It never fails. If you’ve read six or seven pans of a new movie before going to see it, it will never seem as bad as it would if you’d just seen it cold. That’s what happened yesterday when I caught Lone Scherfig‘s One Day. I had spent a good 15 or 20 minutes reading numerous Rotten Tomato slams, and so I went in expecting to despise it. And it wasn’t as awful as all that.
One Day isn’t very likable and is more irksome than not, and it’s certainly draggy and even numbing at times. But I didn’t experience mute nostril agony. I got through it.
That’s mainly because it doesn’t end with a wonderfully glorious hug and a long kiss. Well, it does, sort of…but not how you’d expect. And it’s very nicely filmed by Benoit Delhomme. And the date-announcement titles (which constantly appear due to the story taking 23 years to unfold, starting in ’88 and ending presently) are inventively used. And lovely Edinburgh, Scotland makes for nice scenery.
One Day is an occasionally passable time-killer about Emma (Anne Hathaway), a bright and attractive British lass who for 20-odd years is in love with Dexter (Jim Sturgess), a haphazardly boozy, vapidly charming, commitment-skirting flirtaholic who can’t grow up or commit and isn’t worth her attention, and certainly not ours. I hate good-time Charlies. I’d rather hang with a coke-snorting Latino gangbanger or a fat, Marlboro-smoking mafioso.
----
**Requirement A**
According to the One Day review, who filmed the movie?
**Requirement B**
From the One Day review, extract the passage between "One Day isn’t" and "got through it.", inclusive.

**Data extracted from a collection**
----
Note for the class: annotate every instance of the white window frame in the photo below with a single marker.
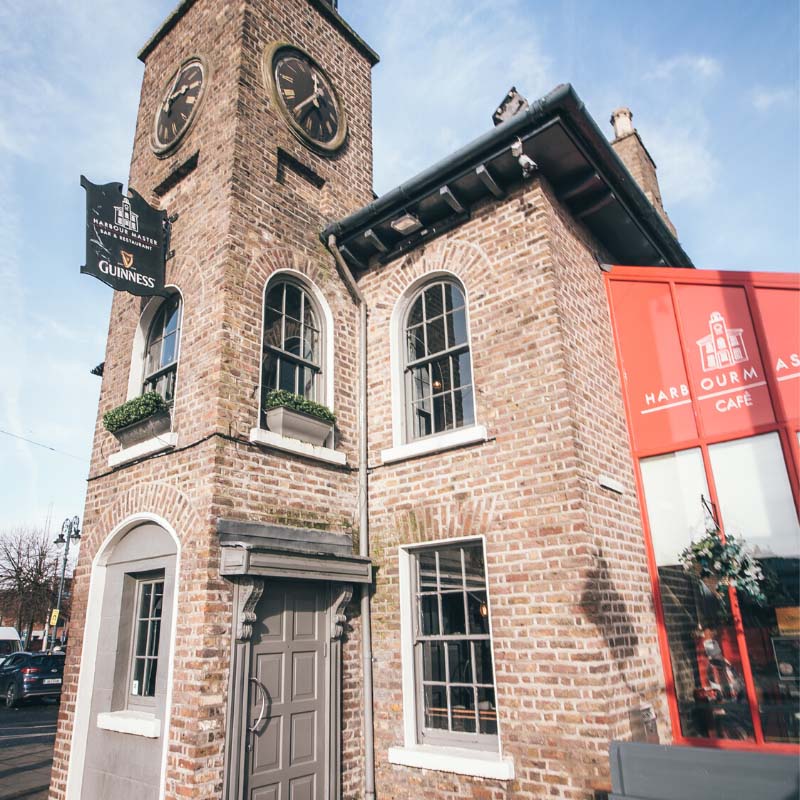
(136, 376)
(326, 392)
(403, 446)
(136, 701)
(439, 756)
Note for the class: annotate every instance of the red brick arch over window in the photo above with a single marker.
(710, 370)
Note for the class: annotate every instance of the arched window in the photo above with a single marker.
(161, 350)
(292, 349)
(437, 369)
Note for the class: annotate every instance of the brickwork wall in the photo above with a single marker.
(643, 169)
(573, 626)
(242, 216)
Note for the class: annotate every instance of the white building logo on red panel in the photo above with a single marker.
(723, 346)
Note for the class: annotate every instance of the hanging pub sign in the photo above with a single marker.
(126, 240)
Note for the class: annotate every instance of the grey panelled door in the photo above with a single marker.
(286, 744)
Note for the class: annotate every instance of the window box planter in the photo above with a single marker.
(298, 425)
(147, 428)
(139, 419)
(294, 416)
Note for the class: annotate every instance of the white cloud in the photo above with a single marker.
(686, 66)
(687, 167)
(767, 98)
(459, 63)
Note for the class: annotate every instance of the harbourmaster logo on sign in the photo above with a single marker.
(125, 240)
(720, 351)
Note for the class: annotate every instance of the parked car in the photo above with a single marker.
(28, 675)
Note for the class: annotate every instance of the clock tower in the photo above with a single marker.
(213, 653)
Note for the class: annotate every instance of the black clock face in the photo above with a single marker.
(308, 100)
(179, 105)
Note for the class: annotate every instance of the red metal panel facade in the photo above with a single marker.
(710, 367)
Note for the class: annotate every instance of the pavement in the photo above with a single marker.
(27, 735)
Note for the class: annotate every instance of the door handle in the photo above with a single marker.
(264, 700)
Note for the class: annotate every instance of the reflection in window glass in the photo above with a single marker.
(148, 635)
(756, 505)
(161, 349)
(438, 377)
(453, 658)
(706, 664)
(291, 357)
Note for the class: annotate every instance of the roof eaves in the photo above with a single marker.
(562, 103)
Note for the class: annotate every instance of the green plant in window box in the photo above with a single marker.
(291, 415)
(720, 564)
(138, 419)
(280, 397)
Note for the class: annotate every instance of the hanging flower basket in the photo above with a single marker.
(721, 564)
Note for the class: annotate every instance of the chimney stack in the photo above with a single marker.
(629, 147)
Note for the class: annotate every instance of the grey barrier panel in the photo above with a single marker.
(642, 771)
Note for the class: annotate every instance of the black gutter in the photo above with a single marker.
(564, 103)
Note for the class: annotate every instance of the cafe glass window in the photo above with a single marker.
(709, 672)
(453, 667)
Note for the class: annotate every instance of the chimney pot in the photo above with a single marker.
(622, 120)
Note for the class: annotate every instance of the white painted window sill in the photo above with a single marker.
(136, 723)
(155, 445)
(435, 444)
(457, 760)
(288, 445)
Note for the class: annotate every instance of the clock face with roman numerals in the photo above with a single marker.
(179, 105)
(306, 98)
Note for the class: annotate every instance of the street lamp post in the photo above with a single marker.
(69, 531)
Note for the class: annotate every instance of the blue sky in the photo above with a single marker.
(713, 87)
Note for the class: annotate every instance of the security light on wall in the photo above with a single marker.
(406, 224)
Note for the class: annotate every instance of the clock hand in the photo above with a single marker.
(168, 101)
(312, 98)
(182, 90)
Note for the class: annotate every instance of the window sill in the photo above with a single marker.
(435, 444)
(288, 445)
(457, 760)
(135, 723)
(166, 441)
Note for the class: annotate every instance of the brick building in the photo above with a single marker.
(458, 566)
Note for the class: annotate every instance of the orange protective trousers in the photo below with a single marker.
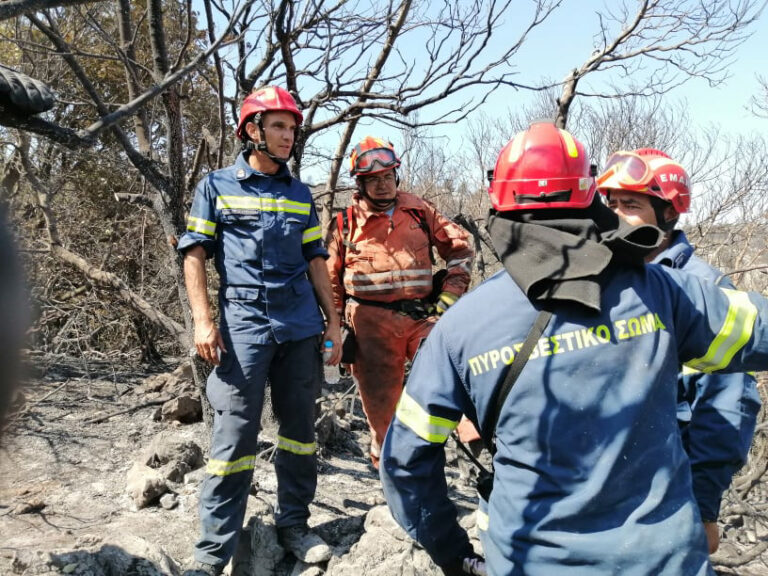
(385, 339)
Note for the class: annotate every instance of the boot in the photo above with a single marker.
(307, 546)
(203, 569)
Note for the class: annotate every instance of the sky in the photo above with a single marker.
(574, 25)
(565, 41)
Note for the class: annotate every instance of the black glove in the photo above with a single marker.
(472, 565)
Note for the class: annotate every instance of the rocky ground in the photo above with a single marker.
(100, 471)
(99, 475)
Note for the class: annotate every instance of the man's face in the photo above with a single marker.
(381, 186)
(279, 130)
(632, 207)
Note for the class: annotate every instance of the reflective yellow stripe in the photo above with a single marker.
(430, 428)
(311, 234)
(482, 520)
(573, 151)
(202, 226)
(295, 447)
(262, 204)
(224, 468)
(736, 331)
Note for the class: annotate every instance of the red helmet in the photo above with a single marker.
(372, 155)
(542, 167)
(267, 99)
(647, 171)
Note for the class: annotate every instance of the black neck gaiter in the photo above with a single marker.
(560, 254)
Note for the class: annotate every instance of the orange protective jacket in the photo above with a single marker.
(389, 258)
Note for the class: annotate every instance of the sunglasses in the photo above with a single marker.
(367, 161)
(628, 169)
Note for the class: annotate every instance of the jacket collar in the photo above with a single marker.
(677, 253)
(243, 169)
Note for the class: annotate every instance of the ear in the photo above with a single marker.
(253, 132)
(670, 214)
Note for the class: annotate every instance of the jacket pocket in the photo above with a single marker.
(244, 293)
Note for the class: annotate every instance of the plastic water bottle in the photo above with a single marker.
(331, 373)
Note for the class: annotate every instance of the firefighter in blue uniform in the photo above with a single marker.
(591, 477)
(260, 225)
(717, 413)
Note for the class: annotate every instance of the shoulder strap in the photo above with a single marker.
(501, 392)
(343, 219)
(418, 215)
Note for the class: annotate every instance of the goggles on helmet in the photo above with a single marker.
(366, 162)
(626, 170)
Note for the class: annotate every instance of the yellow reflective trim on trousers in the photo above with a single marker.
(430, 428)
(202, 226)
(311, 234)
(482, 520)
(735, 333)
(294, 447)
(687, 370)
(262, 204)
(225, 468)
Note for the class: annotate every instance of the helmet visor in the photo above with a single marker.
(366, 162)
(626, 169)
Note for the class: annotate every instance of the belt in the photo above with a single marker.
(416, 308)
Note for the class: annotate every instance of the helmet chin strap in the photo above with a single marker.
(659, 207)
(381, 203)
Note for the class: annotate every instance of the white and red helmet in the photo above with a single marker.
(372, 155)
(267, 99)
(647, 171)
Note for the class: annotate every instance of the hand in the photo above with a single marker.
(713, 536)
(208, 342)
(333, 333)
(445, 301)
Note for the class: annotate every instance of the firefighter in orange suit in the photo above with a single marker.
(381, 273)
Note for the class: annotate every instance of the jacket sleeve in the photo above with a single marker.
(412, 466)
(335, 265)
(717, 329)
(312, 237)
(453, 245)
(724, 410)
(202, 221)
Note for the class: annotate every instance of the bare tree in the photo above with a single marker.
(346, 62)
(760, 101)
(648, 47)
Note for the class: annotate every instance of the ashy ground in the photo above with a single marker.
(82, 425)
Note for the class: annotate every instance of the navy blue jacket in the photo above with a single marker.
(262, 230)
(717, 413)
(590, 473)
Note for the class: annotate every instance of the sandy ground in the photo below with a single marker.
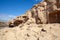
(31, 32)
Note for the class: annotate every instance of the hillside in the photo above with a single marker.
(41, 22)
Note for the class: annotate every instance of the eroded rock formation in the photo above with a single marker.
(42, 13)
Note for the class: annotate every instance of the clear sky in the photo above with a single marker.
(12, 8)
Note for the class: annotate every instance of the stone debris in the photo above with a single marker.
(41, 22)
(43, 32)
----
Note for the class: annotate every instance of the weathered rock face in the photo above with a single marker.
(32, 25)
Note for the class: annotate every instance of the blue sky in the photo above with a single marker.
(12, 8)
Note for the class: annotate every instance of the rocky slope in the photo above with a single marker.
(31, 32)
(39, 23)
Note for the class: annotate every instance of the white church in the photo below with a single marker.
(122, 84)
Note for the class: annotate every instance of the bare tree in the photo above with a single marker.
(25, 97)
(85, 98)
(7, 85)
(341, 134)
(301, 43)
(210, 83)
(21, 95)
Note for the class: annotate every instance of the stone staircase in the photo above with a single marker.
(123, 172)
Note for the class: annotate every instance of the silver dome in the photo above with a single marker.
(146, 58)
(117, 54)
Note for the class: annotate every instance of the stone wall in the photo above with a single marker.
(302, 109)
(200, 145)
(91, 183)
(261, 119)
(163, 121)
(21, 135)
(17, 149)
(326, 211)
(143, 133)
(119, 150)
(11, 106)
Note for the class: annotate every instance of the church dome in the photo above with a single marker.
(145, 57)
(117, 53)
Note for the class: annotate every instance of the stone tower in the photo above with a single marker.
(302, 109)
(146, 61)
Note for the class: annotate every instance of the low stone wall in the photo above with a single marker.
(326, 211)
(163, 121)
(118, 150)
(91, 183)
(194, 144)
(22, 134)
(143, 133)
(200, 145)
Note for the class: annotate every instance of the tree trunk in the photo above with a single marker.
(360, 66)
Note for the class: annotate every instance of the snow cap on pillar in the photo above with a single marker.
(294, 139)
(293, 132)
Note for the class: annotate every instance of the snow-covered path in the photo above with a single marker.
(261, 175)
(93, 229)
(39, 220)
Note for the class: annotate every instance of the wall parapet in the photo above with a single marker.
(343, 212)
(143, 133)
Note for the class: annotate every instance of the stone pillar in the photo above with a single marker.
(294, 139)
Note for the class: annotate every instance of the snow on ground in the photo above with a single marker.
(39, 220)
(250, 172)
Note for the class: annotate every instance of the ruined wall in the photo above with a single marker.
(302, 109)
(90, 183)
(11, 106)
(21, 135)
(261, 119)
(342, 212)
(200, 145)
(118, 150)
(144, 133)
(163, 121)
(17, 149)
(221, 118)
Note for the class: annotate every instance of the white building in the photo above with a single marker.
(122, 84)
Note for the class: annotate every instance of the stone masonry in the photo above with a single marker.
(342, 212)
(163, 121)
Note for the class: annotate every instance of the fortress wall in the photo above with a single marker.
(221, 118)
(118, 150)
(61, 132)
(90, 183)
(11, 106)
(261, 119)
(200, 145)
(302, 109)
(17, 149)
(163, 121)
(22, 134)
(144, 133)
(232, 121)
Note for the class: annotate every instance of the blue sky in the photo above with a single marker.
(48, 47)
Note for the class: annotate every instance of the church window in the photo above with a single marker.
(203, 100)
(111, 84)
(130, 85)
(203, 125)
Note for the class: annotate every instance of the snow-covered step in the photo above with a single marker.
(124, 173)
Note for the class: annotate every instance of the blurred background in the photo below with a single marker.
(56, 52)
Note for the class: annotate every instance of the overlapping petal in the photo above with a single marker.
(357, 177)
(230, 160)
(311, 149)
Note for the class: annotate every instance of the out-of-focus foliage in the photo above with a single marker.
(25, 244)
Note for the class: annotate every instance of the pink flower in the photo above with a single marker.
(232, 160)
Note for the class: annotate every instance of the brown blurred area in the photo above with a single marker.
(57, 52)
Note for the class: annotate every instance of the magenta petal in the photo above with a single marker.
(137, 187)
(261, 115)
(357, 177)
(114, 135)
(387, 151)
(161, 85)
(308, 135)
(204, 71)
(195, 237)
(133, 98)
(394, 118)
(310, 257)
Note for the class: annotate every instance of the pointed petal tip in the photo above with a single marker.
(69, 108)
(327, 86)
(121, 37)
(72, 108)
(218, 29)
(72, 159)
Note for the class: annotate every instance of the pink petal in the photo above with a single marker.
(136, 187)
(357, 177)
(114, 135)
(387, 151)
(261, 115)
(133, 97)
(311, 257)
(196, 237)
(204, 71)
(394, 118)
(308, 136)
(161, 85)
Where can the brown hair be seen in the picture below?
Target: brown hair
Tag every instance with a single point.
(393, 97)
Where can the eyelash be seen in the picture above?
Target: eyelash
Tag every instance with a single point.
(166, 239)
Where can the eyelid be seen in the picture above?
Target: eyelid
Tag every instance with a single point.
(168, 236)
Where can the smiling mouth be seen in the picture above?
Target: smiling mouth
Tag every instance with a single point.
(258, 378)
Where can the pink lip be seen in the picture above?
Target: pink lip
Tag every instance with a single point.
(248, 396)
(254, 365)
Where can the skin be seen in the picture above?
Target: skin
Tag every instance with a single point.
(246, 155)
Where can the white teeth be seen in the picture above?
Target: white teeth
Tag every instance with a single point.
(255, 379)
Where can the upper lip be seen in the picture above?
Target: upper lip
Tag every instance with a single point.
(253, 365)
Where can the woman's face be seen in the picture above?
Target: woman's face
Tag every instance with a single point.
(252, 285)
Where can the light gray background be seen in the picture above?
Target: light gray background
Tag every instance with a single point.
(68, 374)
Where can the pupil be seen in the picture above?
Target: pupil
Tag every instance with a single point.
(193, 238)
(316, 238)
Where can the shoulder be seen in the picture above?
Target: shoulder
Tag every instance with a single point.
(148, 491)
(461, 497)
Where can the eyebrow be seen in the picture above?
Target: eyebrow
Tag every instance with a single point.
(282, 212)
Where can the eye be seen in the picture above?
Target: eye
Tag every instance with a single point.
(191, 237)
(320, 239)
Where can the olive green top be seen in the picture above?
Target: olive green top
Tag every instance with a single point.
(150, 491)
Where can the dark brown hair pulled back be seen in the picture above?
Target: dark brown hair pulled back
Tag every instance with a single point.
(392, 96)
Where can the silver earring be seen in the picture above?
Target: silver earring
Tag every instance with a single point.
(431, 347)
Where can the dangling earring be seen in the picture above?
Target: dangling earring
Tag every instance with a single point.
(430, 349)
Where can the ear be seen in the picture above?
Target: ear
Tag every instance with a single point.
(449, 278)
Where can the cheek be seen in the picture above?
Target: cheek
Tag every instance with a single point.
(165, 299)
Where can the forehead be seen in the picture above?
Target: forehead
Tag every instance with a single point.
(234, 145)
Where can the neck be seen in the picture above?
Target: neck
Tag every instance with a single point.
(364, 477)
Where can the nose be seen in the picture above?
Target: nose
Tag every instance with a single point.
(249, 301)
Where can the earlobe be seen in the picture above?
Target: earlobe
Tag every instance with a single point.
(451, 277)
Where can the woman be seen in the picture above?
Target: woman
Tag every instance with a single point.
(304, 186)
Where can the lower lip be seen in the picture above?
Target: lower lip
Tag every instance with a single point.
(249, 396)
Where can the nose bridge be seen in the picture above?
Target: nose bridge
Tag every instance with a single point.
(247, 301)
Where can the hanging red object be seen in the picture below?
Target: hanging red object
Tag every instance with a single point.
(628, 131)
----
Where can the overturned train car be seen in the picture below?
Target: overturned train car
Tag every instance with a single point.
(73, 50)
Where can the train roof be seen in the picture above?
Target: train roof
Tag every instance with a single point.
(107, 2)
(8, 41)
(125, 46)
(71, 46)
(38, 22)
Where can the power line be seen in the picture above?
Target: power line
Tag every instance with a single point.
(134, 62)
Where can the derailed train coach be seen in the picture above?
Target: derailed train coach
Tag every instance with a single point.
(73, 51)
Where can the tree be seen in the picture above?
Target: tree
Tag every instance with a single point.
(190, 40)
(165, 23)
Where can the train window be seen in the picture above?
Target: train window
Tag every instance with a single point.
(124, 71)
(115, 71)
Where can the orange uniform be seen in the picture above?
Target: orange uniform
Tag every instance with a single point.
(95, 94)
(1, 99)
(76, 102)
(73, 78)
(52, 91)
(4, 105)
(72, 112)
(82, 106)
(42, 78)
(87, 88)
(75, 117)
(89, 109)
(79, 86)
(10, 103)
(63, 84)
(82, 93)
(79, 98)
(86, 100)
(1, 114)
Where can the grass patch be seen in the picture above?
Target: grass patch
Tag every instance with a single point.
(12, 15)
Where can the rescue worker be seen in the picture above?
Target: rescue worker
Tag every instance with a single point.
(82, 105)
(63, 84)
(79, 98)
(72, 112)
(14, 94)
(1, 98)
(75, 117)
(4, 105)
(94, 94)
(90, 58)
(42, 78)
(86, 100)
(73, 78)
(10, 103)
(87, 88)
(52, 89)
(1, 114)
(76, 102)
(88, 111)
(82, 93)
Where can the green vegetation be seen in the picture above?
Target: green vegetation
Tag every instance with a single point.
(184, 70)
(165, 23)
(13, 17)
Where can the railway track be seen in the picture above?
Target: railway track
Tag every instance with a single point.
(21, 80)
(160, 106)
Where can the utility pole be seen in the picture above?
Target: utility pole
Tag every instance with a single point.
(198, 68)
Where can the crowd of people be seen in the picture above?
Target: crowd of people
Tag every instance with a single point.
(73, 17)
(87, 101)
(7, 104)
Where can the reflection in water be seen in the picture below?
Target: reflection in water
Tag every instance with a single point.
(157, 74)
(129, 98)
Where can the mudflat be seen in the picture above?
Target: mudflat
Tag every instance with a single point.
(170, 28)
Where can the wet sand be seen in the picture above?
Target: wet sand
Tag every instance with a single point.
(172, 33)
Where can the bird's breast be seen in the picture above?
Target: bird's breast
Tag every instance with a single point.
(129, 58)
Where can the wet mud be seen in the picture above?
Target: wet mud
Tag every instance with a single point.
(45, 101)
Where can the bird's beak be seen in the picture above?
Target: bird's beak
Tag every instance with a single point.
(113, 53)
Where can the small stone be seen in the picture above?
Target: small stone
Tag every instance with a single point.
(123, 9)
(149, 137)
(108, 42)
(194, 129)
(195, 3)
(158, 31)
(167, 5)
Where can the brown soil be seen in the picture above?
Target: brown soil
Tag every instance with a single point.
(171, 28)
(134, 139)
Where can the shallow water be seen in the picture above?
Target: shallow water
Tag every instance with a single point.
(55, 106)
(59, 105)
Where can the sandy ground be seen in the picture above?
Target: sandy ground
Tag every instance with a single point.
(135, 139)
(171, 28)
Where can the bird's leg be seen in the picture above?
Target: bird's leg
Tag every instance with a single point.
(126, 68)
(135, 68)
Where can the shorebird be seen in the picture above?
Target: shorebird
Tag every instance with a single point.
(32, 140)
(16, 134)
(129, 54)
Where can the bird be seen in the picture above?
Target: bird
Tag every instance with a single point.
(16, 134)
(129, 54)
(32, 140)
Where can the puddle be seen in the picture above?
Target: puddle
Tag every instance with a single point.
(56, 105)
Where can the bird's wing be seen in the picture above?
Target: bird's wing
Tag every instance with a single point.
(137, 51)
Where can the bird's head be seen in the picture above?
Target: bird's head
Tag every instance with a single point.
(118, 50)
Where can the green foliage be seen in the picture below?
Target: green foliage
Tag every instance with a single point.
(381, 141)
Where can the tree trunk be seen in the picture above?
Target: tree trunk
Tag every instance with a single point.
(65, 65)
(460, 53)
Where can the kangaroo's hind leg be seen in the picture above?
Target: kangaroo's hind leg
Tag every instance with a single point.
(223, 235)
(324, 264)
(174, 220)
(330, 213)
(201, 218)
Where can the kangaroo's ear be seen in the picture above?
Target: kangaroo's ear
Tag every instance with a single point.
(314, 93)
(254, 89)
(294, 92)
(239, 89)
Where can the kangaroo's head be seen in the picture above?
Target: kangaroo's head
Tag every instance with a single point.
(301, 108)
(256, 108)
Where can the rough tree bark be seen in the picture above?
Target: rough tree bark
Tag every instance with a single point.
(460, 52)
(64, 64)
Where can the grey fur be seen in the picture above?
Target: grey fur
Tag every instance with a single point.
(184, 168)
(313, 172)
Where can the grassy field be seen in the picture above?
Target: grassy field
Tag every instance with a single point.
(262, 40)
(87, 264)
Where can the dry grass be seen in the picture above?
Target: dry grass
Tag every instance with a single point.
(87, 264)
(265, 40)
----
**Task output A**
Benoit Delhomme

**Task output B**
One Day isn’t very likable and is more irksome than not, and it’s certainly draggy and even numbing at times. But I didn’t experience mute nostril agony. I got through it.